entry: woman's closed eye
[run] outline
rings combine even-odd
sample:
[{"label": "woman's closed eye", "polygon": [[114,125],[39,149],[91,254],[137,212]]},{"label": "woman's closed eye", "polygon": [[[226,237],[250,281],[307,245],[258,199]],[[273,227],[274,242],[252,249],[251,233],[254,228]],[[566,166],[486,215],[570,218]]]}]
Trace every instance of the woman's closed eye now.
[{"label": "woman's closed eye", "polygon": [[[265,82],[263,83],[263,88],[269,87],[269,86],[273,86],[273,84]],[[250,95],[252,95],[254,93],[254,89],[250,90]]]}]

▶ _Exercise instructions_: Return, word for word, each line from the one that contains "Trace every instance" through the end of the listing above.

▶ _Problem solution_:
Trace every instance of the woman's closed eye now.
[{"label": "woman's closed eye", "polygon": [[[265,82],[263,83],[263,88],[269,87],[269,86],[273,86],[273,84]],[[250,95],[252,95],[254,93],[254,89],[250,90]]]}]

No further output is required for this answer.